▶ _Exercise description_
Where the line holding "--target textured stone tabletop" appears, start copying, and continue exactly through the last line of the listing, skipping pictures.

--- START ---

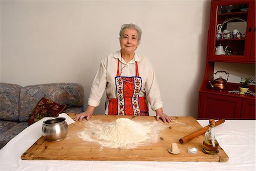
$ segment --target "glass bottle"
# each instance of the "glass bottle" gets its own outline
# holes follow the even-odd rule
[[[202,151],[207,154],[215,155],[218,152],[218,143],[215,138],[214,126],[214,120],[210,119],[209,130],[204,135],[204,141],[203,143]]]

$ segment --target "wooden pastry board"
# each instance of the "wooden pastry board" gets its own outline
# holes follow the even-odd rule
[[[69,114],[73,117],[72,114]],[[220,161],[228,160],[228,156],[219,147],[217,155],[207,155],[201,151],[204,135],[201,135],[183,144],[179,140],[188,134],[200,130],[202,127],[191,116],[172,117],[173,123],[156,136],[159,141],[152,144],[138,147],[133,149],[118,149],[102,147],[98,143],[85,141],[77,136],[88,122],[94,119],[111,122],[120,117],[129,118],[137,122],[153,122],[155,116],[117,116],[94,115],[90,120],[77,122],[69,126],[65,139],[58,142],[49,142],[42,136],[21,156],[23,160],[68,160],[109,161]],[[161,122],[161,120],[159,121]],[[175,124],[180,123],[182,124]],[[172,155],[168,152],[171,143],[177,143],[180,153]],[[199,149],[197,155],[187,152],[188,147]]]

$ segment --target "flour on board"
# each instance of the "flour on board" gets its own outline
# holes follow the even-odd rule
[[[134,148],[156,143],[159,132],[169,126],[156,121],[135,122],[124,118],[111,123],[90,120],[78,136],[85,141],[97,142],[102,147]]]

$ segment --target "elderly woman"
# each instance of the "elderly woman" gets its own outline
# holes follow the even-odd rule
[[[89,120],[106,90],[105,114],[119,115],[148,115],[147,102],[156,112],[156,120],[170,122],[163,111],[159,87],[151,64],[135,53],[142,32],[133,24],[123,24],[119,32],[121,50],[102,61],[93,81],[85,111],[76,116],[76,121]]]

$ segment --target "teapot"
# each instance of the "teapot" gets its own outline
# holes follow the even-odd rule
[[[225,49],[226,49],[228,47],[226,47]],[[215,55],[225,55],[224,49],[223,47],[220,44],[218,47],[215,47],[216,51],[215,51]]]
[[[219,78],[214,80],[213,85],[212,84],[212,82],[210,82],[210,81],[209,81],[211,87],[216,90],[224,90],[227,88],[226,82],[228,80],[229,73],[224,70],[220,70],[214,73],[214,74],[217,74],[217,73],[222,73],[222,72],[223,73],[225,72],[226,74],[228,75],[228,77],[226,77],[226,80],[222,78],[222,77],[220,77]]]
[[[48,141],[59,141],[63,140],[68,132],[68,124],[63,117],[48,119],[43,122],[43,136]]]

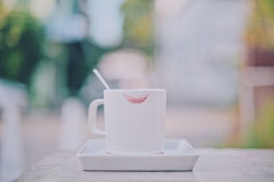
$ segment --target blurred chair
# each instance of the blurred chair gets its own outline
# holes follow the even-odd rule
[[[75,97],[67,98],[61,108],[58,147],[78,149],[85,140],[87,117],[83,103]]]
[[[21,107],[27,103],[27,91],[19,84],[0,81],[0,108],[3,131],[0,157],[0,181],[12,181],[25,169],[23,141],[21,130]]]

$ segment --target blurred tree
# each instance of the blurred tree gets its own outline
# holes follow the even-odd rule
[[[248,134],[245,147],[274,148],[274,102],[266,103]]]
[[[245,40],[249,48],[274,48],[274,1],[253,1]]]
[[[99,58],[111,48],[103,48],[83,40],[66,45],[68,52],[66,85],[70,95],[77,93],[86,78],[95,67]]]
[[[42,57],[42,25],[29,13],[5,11],[0,3],[0,77],[29,86]]]
[[[127,0],[121,10],[124,18],[124,39],[122,46],[142,50],[149,55],[153,52],[154,1]]]

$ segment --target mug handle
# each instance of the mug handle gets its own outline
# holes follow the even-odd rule
[[[101,130],[96,125],[98,106],[104,104],[103,99],[92,101],[88,107],[88,126],[92,132],[97,135],[105,135],[105,131]]]

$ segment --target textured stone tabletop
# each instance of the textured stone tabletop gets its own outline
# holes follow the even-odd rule
[[[273,149],[197,149],[188,172],[83,171],[75,153],[49,155],[16,181],[274,181]]]

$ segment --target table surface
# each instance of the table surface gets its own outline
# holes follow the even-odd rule
[[[71,151],[48,155],[16,181],[274,181],[274,149],[196,149],[193,171],[83,171]]]

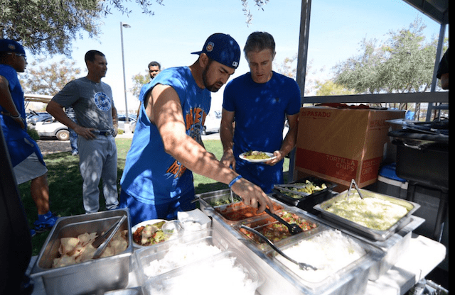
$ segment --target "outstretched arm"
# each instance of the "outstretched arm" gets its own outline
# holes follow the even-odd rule
[[[146,100],[146,112],[150,121],[156,126],[167,153],[193,172],[218,182],[230,184],[238,176],[186,135],[180,99],[172,87],[158,84],[148,94]],[[258,213],[264,211],[267,206],[273,211],[269,197],[247,180],[239,179],[231,189],[245,204],[259,207]]]

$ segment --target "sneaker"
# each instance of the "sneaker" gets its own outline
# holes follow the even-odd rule
[[[58,219],[58,217],[50,211],[44,215],[38,215],[38,220],[33,223],[35,226],[34,230],[36,233],[50,230],[50,228],[54,226]]]

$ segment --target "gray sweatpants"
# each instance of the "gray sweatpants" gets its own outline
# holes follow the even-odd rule
[[[106,208],[119,205],[117,190],[117,145],[113,136],[98,135],[87,140],[77,136],[79,169],[82,177],[82,197],[85,213],[100,209],[100,180],[106,199]]]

--- END ---

▶ _Exercise answer_
$ segment --target textured stone tabletop
# each instance of the textured stone tabletop gets its own outline
# holes follow the even-odd rule
[[[273,149],[197,149],[188,172],[83,171],[75,153],[49,155],[16,181],[274,181]]]

$ segment --target table surface
# each instance of the table surface gets its own outline
# holes follow the even-odd rule
[[[71,151],[48,155],[16,181],[274,181],[274,149],[196,149],[193,171],[83,171]]]

$ segment --target "outstretched arm"
# each instance of the "outstretched arm" gets its own outline
# holes follow the even-odd rule
[[[146,100],[146,112],[150,121],[156,126],[167,153],[193,172],[218,182],[230,184],[238,176],[186,135],[180,99],[172,87],[158,84],[148,94]],[[258,213],[264,211],[267,206],[273,211],[269,197],[247,180],[239,179],[231,189],[245,204],[259,207]]]

$ segment --target "sneaker"
# each instance of the "sneaker" gets its own outline
# holes follow the even-odd rule
[[[58,219],[58,217],[50,211],[44,215],[38,215],[38,220],[33,223],[35,226],[34,230],[36,233],[50,230],[50,228],[54,226]]]

$ segment --target "gray sweatpants"
# each instance of the "gray sweatpants" gets its own outline
# holes follow the even-odd rule
[[[106,208],[119,205],[117,190],[117,145],[113,136],[98,135],[87,140],[77,136],[79,169],[82,177],[82,197],[85,213],[100,209],[100,180],[106,199]]]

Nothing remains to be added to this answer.